Records from a dataset
Start of Block
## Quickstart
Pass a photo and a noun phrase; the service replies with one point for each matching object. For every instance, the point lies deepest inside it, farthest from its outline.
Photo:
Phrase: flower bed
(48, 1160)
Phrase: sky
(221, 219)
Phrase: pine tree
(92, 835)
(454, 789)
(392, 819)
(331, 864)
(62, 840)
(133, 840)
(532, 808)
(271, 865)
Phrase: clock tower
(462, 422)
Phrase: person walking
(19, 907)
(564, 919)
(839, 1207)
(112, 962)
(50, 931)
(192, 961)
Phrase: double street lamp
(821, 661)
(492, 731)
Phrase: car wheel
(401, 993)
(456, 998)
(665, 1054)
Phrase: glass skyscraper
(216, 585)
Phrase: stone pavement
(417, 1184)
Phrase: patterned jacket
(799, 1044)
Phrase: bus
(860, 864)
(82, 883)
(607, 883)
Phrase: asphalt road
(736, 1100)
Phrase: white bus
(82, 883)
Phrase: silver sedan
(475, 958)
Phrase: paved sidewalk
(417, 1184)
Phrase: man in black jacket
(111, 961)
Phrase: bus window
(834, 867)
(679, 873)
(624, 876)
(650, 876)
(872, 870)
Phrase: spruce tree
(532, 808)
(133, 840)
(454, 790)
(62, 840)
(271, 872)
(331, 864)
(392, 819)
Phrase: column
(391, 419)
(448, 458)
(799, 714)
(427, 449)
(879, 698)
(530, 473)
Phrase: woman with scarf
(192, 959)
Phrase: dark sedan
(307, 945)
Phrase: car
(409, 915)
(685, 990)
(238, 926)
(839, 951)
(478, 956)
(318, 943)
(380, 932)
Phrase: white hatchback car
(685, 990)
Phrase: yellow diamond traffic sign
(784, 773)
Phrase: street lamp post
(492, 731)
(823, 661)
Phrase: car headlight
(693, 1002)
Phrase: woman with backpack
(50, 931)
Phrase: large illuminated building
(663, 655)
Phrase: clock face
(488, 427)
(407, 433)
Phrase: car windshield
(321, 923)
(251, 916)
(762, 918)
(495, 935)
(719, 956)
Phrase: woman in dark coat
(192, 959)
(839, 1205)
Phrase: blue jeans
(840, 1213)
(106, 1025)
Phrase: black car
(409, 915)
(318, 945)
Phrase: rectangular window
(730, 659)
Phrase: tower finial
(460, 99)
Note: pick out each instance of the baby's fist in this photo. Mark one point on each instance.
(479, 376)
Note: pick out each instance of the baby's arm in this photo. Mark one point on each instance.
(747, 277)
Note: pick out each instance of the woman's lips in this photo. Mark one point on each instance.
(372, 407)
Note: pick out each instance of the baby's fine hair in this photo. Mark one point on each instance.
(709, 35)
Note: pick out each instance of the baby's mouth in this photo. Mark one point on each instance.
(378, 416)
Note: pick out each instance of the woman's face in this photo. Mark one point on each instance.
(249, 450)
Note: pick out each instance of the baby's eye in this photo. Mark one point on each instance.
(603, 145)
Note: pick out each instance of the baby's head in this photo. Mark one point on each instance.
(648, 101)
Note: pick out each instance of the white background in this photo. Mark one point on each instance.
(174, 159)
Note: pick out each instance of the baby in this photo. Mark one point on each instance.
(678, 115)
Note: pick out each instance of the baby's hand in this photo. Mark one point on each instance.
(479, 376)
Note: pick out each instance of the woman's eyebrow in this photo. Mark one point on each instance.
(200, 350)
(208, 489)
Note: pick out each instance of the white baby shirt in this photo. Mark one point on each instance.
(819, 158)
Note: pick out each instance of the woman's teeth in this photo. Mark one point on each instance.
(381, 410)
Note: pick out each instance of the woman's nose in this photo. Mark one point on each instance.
End of Block
- **What is expected**
Word for word, restate the lines above.

- **Your solution**
## Quickstart
Pass a photo and a noun phrase; the service replies with one point for each matching object. For every instance, the point lies deepest inside it, farthest from its outline.
Photo:
Phrase: flower bed
(48, 1160)
Phrase: sky
(221, 219)
Phrase: pine tree
(92, 835)
(454, 789)
(392, 819)
(331, 864)
(62, 840)
(133, 840)
(532, 808)
(271, 865)
Phrase: clock tower
(462, 422)
Phrase: person walking
(19, 907)
(564, 919)
(839, 1207)
(112, 962)
(50, 931)
(192, 961)
Phrase: double street lamp
(821, 661)
(492, 731)
Phrase: car wheel
(401, 993)
(456, 998)
(665, 1054)
Phrase: glass skyscraper
(216, 585)
Phrase: stone pavement
(417, 1184)
Phrase: patterned jacket
(799, 1044)
Phrase: bus
(860, 864)
(82, 883)
(607, 883)
Phrase: asphalt road
(736, 1100)
Phrase: white bus
(82, 883)
Phrase: silver sedan
(475, 958)
Phrase: paved sidewalk
(417, 1184)
Phrase: man in black jacket
(111, 961)
Phrase: bus window
(834, 867)
(679, 873)
(624, 876)
(650, 876)
(872, 870)
Phrase: spruce tree
(532, 808)
(133, 840)
(454, 790)
(62, 840)
(271, 872)
(331, 864)
(392, 819)
Phrase: column
(391, 419)
(448, 458)
(799, 714)
(427, 449)
(879, 698)
(530, 473)
Phrase: woman with scarf
(192, 959)
Phrase: dark sedan
(307, 945)
Phrase: car
(409, 915)
(685, 990)
(238, 926)
(839, 951)
(478, 956)
(318, 943)
(380, 932)
Phrase: white hatchback car
(685, 990)
Phrase: yellow diamond traffic sign
(784, 773)
Phrase: street lamp post
(492, 731)
(823, 661)
Phrase: car headlight
(693, 1002)
Phrase: woman with backpack
(50, 931)
Phrase: large illuminated building
(663, 655)
Phrase: clock face
(488, 427)
(407, 433)
Phrase: car windshield
(321, 923)
(251, 916)
(762, 918)
(495, 935)
(719, 956)
Phrase: woman in dark coat
(192, 959)
(839, 1205)
Phrase: blue jeans
(840, 1213)
(106, 1025)
Phrase: black car
(409, 915)
(318, 945)
Phrase: rectangular window
(730, 659)
Phrase: tower finial
(460, 99)
Note: pick out each instance of the baby's fist in this photo. Mark one point on each instance.
(479, 376)
Note: pick out each instance of the baby's arm in this photo. Mark one point on each instance.
(747, 277)
Note: pick out each instance of the woman's lips in this photo. Mark one point on each instance.
(372, 407)
Note: pick out each instance of the baby's fine hair in this photo. Mark one point on each instance.
(709, 35)
Note: pick out each instance of the baby's mouth in this photo. Mark one point on each instance.
(378, 416)
Note: pick out each instance of the woman's face in this photo. Mark one point on each instance.
(249, 450)
Note: pick out each instance of the baby's eye in this photo. Mark one point on each instance.
(603, 145)
Note: pick out each instance of the baby's head in this photo. Mark one point on each instance.
(648, 101)
Note: pick out each instance of the white background in this photo. Mark one point on each instance.
(174, 159)
Note: pick out each instance of the baby in this photo. Mark one point on each instance.
(678, 115)
Note: pick out each instance of the baby's hand in this photo. Mark one point on each instance.
(479, 376)
Note: pick out each instance of the woman's eyebrow in this photo. Mark one point on each instance.
(200, 350)
(208, 489)
Note: pick out each instance of the white baby shirt in this photo. Mark one point on each instance.
(819, 158)
Note: pick out each instance of the woman's teeth in this photo. Mark one point on each instance.
(381, 410)
Note: pick out each instance of the woman's nose in this photo. Mark one point on each instance.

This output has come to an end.